▶ [DOCUMENT EXTRACT]
◇ ◇ ◇
In small groups or pairs, select one of the situations A–E and complete the two prompts below. (This document, Situations for Simulation, includes all of the situations on one page.)
- Design a simulation that you could use to estimate a probability. Show your thinking. Organize it so it can be followed by others.
- Perform your simulation and record your results. Explain how you used the simulation to answer the questions posed in the situation.
Situation A:
A dog has a litter of 5 puppies, 4 females and 1 male. The dog's owner thinks this is unusual. If the probability that any puppy born will be a female is $$\frac{1}{2}$$, what is the probability that a dog who has a litter of 5 puppies will have exactly 4 females? Is this case unusual? Explain.
Situation B:
To be on the safe side, three detectors were installed in a factory room to make sure that if there was a fire, at least one of them would signal a warning. The company that manufactured the smoke detectors indicated that, based on their testing, the probability that any one of the smoke detectors will work correctly is 0.75 (meaning that it works 75% of the time in the long run). This also means that there is a 25% chance that if there is smoke or a fire, the detector will not work! What is the probability that if there was smoke in the factory, none of the three detectors would work? Does this probability indicate a safety problem for the factory? Explain.
Situation C:
An automobile factory has a reputation for assembling high-quality cars. However, several new cars that had a problem with the brakes were shipped out to dealers. It is estimated that approximately 10% of the cars assembled at this factory have defective brakes. 5 of these cars are shipped to a dealership near your school. What is the probability that none of the 5 cars will have defective brakes? Should the dealership be concerned? Explain.
◇ ◇ ◇
▶ [PROVIDED RECORDS]
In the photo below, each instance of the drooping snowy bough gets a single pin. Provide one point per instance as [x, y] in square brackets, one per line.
◇ ◇ ◇
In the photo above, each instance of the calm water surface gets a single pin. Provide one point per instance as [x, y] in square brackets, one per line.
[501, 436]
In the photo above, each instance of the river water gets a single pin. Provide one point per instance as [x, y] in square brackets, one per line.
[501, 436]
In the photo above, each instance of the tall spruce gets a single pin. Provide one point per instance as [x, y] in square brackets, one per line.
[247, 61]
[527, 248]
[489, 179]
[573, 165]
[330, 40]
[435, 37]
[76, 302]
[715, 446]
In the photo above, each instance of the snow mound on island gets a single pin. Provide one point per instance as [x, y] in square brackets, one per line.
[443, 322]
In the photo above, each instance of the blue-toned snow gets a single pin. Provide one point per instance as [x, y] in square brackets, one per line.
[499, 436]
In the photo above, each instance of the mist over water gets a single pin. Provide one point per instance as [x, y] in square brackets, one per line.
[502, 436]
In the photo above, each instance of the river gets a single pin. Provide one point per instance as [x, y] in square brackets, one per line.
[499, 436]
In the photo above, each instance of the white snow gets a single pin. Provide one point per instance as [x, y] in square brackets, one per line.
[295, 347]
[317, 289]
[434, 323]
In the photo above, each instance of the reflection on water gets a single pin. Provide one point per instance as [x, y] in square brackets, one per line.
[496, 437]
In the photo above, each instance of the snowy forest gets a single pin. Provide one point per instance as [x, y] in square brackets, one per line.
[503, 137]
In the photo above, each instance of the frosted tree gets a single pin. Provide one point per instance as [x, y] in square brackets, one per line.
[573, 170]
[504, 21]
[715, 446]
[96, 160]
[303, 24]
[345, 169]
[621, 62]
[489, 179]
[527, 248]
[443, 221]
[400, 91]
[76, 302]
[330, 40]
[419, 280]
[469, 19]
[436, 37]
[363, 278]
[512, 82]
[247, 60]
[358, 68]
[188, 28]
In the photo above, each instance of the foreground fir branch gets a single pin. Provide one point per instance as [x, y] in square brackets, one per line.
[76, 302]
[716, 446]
◇ ◇ ◇
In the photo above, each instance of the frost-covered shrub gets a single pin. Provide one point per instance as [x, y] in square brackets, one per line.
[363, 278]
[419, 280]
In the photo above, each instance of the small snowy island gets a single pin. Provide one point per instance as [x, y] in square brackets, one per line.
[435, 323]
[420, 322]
◇ ◇ ◇
▶ [ACTIVITY 1]
Answer these questions from the simulation exercise:
(a) In Situation A, how many of the puppies in the litter are male?
(b) In Situation B, what probability did the manufacturer give that any one smoke detector will work correctly?
(c) In Situation C, about what percentage of the cars assembled at the factory have defective brakes?
▶ [ACTIVITY 2] For each situation given in full in the simulation exercise, state the probability the reader is asked to find.
The data come from a different source than the simulation exercise.

▶ [ANSWER 1]
(a) One puppy is male.
(b) The probability is 0.75.
(c) About 10% have defective brakes.

▶ [ANSWER 2]
- Situation A: the probability that a dog with a litter of 5 puppies will have exactly 4 females
- Situation B: the probability that none of the three detectors would work if there was smoke in the factory
- Situation C: the probability that none of the 5 cars will have defective brakes